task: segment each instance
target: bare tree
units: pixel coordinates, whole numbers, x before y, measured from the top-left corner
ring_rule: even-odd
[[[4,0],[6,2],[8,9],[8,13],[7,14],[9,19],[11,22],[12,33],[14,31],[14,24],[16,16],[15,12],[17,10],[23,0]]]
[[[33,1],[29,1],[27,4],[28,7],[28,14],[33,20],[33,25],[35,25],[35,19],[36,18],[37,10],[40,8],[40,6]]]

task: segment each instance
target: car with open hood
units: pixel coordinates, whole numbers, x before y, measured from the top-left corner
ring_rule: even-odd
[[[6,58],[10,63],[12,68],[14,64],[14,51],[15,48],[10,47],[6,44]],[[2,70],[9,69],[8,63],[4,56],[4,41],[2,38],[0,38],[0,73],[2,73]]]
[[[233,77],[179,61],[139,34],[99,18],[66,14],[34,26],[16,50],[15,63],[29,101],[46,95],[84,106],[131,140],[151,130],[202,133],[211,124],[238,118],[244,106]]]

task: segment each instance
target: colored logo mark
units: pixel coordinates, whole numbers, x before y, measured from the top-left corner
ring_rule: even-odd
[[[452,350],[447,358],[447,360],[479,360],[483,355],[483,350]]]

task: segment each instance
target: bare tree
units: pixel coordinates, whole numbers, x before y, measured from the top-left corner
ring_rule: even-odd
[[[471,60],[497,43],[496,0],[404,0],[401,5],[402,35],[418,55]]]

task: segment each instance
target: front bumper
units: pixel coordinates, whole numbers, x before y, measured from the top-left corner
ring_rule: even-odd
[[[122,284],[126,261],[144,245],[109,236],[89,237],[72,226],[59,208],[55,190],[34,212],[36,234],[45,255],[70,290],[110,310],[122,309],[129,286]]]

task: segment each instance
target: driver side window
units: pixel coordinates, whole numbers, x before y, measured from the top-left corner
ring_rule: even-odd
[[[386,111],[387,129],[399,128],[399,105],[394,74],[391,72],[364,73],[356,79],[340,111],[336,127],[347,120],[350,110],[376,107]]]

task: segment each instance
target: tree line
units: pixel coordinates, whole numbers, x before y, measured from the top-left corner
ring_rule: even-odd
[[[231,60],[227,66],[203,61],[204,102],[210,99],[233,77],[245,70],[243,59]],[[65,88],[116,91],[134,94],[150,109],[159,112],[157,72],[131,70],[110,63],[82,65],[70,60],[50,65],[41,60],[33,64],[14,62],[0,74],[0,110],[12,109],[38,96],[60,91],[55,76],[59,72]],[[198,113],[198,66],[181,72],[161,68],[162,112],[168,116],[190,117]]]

══════════

» **Written problem**: Rewrite all of the material above, putting "leafless tree" wherever "bare tree" appears and keeping everything else the same.

» **The result**:
task: segment each instance
target: leafless tree
units: pixel coordinates, whole numbers, x before y, measured from the top-left corner
ring_rule: even-odd
[[[4,0],[6,2],[8,9],[8,13],[7,14],[9,19],[11,22],[12,33],[14,31],[14,24],[16,16],[15,12],[17,10],[23,0]]]
[[[33,1],[29,1],[27,4],[28,7],[28,14],[33,20],[33,25],[35,25],[35,19],[36,18],[37,10],[40,8],[40,6]]]

task: segment each instance
target: car with open hood
units: pixel coordinates, whole numbers, x before y, measured from the top-left corner
ring_rule: even-odd
[[[6,58],[10,63],[12,68],[14,64],[14,51],[15,48],[10,47],[6,44]],[[2,70],[9,69],[8,63],[4,56],[4,41],[2,38],[0,38],[0,73],[2,73]]]
[[[233,77],[179,61],[139,34],[99,18],[66,14],[34,26],[16,50],[15,63],[29,101],[46,95],[84,106],[131,140],[151,130],[202,133],[211,124],[238,118],[244,106]]]

task: segment each instance
target: colored logo mark
units: pixel coordinates, whole numbers, x before y, measured from the top-left corner
ring_rule: even-odd
[[[452,350],[447,358],[447,360],[479,360],[483,355],[483,350]]]

task: segment each instance
target: leafless tree
units: pixel coordinates, whole numbers, x before y, measured from the top-left corner
ring_rule: even-odd
[[[471,60],[497,43],[496,0],[404,0],[401,5],[402,35],[418,55]]]

task: segment each instance
target: front bumper
units: pixel coordinates, whole numbers, x before y, measured from the top-left corner
ring_rule: even-odd
[[[122,284],[126,261],[144,245],[109,236],[89,237],[72,226],[59,208],[55,190],[34,212],[36,234],[45,255],[70,290],[110,310],[122,309],[129,286]]]

task: segment each instance
target: driver side window
units: pixel coordinates, whole numbers, x before y, measured from the top-left corner
ring_rule: even-odd
[[[386,111],[387,129],[399,128],[399,105],[394,74],[391,72],[364,73],[356,79],[340,111],[336,127],[347,120],[350,110],[376,107]]]

task: segment each instance
target: tree line
units: pixel coordinates, whole numbers, x before y, measured from the top-left corner
ring_rule: even-odd
[[[231,60],[227,66],[203,61],[204,102],[210,99],[233,77],[245,70],[243,59]],[[65,88],[116,91],[134,94],[150,109],[159,112],[157,72],[131,70],[110,63],[82,65],[70,60],[50,65],[41,60],[33,64],[14,62],[0,74],[0,110],[12,109],[38,96],[60,91],[55,76],[59,72]],[[198,113],[198,66],[181,72],[161,68],[162,112],[168,116],[190,117]]]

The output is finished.